- **Quoted text**:

|Location||Rothbury, Morpeth, Northumberland|
|Coordinates||Coordinates: (grid reference NU0702)|
|Grounds||400 hectares (1.54 sq mi)|
|Design and construction|
|Architect||Richard Norman Shaw|
|Designations||Grade I listed|
Cragside is a country house in the civil parish of Cartington in Northumberland, England. It was the first house in the world to be lit using hydroelectric power. Built into a rocky hillside above a 4 km² forest garden, it was the country home of armaments manufacturer, Lord Armstrong, and has been in the care of the National Trust since 1977. The property was eventually opened to the public in 1979.
Cragside, named after Cragend Hill above the house, was built in 1863 as a modest two-storey country lodge, but was subsequently extended to designs by Richard Norman Shaw, transforming it into an elaborate mansion in the Free Tudor style. At one point, the building included an astronomical observatory and a scientific laboratory.
The Grade I listed house is surrounded by one of Europe's largest rock gardens, a large number of rhododendrons and a large collection of mostly coniferous trees. One variety of rhododendron is named after Lady Armstrong.
In 2007, Cragside reopened after undergoing "total refurbishment."
Lord Armstrong spent much of his time as a child in Rothbury to get away from industrial Newcastle to alleviate his ill health. He returned to Rothbury after not having a holiday for many years and decided to build a modest house on the side of a moorland crag. The original house was completed in 1863 by an unknown architect but was transformed by architect Richard Norman Shaw between 1869 and 1884 into an imposing mansion. Cragside, designed by Richard Norman Shaw is an example of his English vernacular style. The interiors are of national importance for its collection of furnishings, furniture (much designed especially for Cragside), and fine and decorative arts, including work by many other outstanding designers of the age, such as John Hancock and Albany Hancock and William Morris.
In 1868, a hydraulic engine was installed, with water being used to power labour-saving machines such as laundry equipment, a rotisserie and a hydraulic lift. In 1870, water from one of the estate's lakes was used to drive a Siemens dynamo in what was the world's first hydroelectric power station. The resultant electricity was used to power an arc lamp installed in the Gallery in 1878. The arc lamp was replaced in 1880 by Joseph Swan's incandescent lamps in what Swan considered 'the first proper installation' of electric lighting.

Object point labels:
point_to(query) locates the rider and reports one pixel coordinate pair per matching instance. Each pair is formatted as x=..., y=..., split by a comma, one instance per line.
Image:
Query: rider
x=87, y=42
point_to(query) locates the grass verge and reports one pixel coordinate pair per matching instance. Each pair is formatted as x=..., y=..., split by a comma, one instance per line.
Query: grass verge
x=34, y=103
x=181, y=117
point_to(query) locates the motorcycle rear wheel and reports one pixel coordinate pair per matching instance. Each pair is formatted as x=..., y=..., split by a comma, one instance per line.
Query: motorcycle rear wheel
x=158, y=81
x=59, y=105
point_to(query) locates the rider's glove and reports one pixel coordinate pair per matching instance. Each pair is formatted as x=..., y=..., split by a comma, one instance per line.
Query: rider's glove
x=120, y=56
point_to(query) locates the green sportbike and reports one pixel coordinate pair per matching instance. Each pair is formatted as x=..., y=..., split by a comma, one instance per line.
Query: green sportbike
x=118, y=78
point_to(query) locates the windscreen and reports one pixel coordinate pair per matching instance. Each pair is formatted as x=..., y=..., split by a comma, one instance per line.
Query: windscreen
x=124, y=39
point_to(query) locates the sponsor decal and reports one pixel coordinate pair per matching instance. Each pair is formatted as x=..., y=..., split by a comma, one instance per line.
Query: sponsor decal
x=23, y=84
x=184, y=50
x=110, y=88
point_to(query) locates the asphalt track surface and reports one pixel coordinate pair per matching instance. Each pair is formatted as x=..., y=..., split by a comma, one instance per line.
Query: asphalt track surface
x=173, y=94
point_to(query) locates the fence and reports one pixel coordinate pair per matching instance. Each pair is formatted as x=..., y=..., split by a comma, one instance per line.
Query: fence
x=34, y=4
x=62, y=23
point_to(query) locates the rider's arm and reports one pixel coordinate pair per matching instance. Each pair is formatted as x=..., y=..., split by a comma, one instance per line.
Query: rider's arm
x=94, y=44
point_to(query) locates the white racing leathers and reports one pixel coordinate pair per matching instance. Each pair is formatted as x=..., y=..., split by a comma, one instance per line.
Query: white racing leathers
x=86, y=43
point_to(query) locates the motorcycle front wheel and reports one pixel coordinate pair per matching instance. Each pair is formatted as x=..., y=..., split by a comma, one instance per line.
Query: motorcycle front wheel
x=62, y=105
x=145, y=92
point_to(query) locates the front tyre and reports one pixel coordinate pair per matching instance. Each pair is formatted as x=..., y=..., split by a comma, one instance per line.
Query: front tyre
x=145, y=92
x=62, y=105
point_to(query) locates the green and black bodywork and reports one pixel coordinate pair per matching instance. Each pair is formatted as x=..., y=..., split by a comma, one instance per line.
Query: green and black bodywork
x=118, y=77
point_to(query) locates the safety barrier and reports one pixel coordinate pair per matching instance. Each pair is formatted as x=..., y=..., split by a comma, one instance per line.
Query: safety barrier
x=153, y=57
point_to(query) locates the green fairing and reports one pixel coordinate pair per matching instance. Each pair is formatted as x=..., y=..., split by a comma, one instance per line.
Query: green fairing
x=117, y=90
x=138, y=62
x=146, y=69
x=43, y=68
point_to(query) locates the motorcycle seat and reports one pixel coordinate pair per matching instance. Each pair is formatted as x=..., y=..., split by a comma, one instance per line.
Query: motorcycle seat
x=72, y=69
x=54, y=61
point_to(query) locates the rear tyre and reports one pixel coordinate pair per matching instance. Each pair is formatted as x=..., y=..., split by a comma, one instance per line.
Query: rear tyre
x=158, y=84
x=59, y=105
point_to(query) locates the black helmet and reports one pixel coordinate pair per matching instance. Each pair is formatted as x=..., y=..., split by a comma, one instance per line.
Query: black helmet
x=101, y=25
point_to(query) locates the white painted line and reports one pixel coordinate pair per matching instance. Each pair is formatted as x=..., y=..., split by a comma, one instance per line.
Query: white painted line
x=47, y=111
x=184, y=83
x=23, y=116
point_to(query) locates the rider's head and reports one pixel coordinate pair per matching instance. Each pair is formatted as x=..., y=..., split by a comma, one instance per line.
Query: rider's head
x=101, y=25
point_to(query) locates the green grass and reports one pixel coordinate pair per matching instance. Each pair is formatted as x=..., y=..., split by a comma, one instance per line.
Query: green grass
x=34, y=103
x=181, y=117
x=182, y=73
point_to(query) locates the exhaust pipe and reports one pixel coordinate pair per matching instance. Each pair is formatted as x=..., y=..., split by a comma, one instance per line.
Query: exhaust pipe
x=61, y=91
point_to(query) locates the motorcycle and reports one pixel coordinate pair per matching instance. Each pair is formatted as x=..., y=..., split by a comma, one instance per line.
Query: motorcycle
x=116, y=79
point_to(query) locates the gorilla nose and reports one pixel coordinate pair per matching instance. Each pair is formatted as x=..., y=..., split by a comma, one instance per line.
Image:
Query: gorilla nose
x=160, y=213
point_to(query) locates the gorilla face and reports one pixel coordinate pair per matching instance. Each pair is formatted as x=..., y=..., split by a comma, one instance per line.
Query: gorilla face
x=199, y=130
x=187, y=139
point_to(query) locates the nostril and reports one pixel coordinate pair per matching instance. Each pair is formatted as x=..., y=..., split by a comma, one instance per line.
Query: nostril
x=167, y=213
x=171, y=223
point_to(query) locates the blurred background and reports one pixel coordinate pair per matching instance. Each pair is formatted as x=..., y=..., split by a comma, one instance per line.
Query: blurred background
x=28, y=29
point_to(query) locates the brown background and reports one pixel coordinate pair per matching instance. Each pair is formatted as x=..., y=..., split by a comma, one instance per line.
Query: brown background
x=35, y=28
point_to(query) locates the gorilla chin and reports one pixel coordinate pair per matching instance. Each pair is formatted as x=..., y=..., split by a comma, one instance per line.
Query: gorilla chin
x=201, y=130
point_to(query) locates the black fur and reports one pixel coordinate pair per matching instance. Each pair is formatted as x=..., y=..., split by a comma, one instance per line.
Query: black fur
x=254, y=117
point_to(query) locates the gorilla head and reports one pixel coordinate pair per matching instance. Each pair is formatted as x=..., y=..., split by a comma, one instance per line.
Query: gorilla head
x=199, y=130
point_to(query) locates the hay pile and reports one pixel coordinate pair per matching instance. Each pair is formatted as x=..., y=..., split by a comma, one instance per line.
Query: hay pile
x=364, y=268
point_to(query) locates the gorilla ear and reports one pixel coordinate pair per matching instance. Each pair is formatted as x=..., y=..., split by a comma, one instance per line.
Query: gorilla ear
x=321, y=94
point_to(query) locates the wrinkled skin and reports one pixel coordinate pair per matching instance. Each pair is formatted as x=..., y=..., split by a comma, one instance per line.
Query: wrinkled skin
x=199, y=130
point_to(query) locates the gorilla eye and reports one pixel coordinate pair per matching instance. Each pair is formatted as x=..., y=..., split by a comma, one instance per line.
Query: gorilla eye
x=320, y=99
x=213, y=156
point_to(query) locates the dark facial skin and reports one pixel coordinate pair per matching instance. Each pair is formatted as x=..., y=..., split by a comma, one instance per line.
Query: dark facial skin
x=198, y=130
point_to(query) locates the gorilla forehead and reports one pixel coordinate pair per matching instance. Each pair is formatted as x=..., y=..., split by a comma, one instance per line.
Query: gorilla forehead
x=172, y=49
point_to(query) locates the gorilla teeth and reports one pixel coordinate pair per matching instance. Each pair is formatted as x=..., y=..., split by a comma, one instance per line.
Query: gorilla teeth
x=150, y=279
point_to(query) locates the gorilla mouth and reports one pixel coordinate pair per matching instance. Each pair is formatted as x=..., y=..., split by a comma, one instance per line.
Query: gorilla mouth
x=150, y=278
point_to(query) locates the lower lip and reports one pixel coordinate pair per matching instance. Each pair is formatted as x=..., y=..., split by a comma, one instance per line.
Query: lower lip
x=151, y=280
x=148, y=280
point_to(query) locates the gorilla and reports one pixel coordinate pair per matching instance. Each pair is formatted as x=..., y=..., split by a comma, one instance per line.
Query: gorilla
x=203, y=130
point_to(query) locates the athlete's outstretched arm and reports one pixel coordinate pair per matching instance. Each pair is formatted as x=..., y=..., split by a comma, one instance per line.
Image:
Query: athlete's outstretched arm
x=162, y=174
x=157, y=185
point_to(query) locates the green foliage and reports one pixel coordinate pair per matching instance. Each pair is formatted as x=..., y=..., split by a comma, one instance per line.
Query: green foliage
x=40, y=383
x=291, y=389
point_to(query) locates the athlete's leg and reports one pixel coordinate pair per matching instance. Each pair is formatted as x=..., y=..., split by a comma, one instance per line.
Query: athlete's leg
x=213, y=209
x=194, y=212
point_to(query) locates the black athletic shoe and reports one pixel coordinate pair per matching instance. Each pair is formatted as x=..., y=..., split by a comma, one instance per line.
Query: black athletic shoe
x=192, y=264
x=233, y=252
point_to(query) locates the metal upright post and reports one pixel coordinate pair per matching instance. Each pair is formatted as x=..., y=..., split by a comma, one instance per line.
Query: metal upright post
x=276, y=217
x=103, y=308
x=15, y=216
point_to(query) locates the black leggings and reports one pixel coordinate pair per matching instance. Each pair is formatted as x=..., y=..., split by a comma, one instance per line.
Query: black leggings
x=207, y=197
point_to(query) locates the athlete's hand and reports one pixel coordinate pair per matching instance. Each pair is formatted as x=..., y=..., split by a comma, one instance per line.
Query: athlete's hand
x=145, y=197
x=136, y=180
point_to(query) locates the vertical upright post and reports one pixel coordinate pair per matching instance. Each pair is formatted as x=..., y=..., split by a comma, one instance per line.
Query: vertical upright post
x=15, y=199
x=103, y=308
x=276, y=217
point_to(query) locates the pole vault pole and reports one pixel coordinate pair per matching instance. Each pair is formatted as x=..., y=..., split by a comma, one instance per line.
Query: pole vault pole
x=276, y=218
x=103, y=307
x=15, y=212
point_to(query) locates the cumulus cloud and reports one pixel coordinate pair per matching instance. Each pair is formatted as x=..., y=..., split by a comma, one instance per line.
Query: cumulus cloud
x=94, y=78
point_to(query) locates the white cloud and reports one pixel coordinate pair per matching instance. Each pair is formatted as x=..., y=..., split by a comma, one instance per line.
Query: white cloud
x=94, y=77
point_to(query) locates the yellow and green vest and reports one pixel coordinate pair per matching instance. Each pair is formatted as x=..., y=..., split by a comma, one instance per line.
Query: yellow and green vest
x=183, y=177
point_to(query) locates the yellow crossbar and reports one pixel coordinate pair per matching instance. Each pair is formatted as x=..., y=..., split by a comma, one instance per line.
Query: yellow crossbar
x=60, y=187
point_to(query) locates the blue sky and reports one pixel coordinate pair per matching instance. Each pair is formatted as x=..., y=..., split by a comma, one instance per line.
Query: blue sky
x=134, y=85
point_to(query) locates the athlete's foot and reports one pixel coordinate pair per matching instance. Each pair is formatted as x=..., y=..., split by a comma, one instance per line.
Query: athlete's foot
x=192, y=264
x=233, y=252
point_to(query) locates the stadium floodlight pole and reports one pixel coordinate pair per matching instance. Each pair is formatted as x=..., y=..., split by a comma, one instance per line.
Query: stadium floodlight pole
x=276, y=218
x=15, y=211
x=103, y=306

...

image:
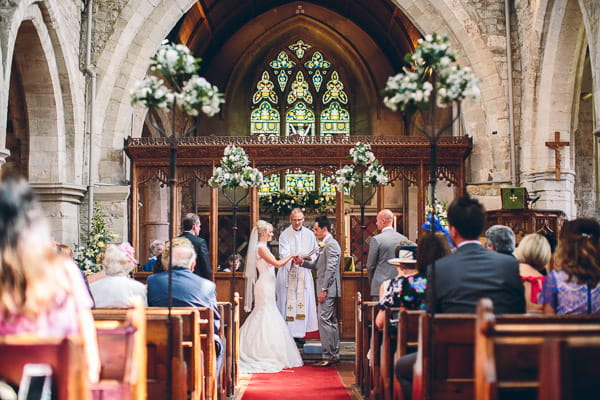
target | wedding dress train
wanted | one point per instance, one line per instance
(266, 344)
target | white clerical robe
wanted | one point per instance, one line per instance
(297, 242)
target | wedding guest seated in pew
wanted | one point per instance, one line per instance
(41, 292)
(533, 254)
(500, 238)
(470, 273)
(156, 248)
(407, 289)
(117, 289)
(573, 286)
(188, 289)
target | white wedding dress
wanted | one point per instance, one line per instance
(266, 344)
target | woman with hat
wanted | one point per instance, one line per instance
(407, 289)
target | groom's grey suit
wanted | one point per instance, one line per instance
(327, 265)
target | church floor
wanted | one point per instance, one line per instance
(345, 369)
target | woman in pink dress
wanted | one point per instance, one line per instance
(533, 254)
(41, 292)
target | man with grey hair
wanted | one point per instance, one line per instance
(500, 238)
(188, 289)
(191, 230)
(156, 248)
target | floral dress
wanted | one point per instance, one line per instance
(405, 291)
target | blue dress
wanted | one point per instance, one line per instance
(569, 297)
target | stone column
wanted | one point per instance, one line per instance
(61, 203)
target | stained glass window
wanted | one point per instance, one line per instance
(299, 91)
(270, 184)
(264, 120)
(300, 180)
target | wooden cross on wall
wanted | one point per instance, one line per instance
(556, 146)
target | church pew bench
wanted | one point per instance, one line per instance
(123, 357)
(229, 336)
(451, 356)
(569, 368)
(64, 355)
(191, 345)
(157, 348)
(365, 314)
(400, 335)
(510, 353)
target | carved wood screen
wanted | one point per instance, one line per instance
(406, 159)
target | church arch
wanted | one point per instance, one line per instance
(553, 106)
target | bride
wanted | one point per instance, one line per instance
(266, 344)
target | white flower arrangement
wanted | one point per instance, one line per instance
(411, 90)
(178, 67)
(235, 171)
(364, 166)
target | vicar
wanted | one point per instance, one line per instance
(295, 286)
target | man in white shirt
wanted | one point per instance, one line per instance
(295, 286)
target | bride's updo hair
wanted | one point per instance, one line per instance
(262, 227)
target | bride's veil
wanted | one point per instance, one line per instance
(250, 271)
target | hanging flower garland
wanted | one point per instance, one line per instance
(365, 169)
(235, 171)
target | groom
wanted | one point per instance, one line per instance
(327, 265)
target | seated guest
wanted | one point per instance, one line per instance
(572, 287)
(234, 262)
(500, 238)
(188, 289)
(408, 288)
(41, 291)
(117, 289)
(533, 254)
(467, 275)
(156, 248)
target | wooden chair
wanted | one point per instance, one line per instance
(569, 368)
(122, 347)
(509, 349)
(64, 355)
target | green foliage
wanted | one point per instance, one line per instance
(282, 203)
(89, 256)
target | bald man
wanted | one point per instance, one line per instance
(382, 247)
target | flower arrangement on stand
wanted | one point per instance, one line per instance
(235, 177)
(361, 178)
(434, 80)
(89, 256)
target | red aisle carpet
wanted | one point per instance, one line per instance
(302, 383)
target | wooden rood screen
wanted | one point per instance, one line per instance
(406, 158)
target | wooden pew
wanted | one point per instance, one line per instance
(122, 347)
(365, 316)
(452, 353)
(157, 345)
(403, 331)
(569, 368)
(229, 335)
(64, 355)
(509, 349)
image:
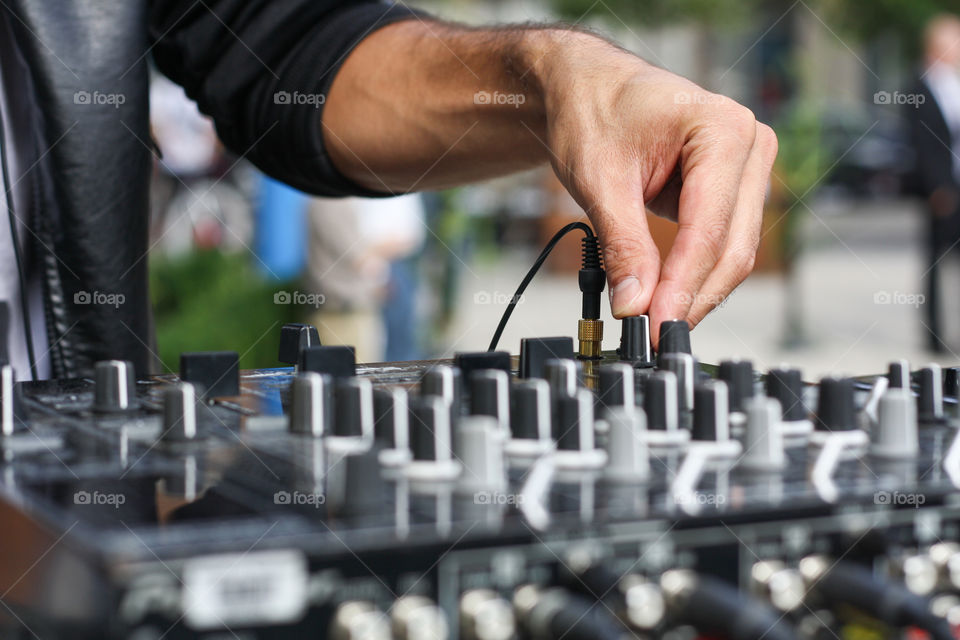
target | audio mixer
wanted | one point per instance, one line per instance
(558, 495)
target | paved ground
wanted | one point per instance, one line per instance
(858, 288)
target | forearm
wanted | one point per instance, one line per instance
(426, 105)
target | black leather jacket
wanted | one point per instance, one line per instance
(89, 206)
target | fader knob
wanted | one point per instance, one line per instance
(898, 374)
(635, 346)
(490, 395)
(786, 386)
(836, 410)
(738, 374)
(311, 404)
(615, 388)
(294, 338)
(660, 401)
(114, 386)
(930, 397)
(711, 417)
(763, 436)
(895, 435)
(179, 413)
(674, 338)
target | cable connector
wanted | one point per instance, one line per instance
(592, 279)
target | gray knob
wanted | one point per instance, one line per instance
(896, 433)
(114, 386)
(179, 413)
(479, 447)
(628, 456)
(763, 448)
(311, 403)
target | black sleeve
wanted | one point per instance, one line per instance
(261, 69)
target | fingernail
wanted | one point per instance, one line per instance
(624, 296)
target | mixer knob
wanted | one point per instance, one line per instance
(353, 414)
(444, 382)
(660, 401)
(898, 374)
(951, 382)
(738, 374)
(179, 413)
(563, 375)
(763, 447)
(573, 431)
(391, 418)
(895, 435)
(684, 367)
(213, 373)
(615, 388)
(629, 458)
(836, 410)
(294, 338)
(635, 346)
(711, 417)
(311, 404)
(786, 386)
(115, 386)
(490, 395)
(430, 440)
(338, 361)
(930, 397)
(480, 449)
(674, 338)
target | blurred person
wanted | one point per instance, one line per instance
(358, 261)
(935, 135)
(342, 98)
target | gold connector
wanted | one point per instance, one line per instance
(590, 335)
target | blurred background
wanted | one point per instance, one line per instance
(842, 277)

- **Problems**:
a. In the Cragside text, swap "rock gardens" for "water gardens" in the part that opens with the words containing "The Grade I" and closes with "after Lady Armstrong.", and write out that part with the change.
b. Present the rows from the line containing "point_to(query) locates the yellow and" through the line containing "x=103, y=306", both included, as a Markdown table with the columns Number and Line. Number each line and leave out blank lines.

- **Answers in order**:
a.
The Grade I listed house is surrounded by one of Europe's largest water gardens, a large number of rhododendrons and a large collection of mostly coniferous trees. One variety of rhododendron is named after Lady Armstrong.

b.
| Number | Line |
|---|---|
| 1 | point_to(query) locates the yellow and green vest and reports one pixel coordinate pair per matching instance. Each pair is formatted as x=..., y=..., split by a comma, one instance per line. |
| 2 | Query: yellow and green vest |
| 3 | x=183, y=177 |
| 4 | point_to(query) locates the yellow crossbar and reports one pixel coordinate pair per matching instance. Each pair is formatted as x=..., y=..., split by a comma, one instance per line. |
| 5 | Query: yellow crossbar |
| 6 | x=60, y=187 |
| 7 | point_to(query) locates the blue sky and reports one pixel coordinate pair per matching instance. Each pair is formatted as x=..., y=..., split by a comma, one instance per line. |
| 8 | Query: blue sky |
| 9 | x=134, y=85 |
| 10 | point_to(query) locates the athlete's foot and reports one pixel coordinate pair per matching instance. Each pair is formatted as x=..., y=..., split by a comma, one instance per line. |
| 11 | Query: athlete's foot |
| 12 | x=192, y=264 |
| 13 | x=233, y=252 |
| 14 | point_to(query) locates the stadium floodlight pole and reports one pixel coordinate pair per matching instance. Each pair is formatted as x=..., y=..., split by a comma, one instance per line. |
| 15 | Query: stadium floodlight pole |
| 16 | x=276, y=218 |
| 17 | x=15, y=211 |
| 18 | x=103, y=306 |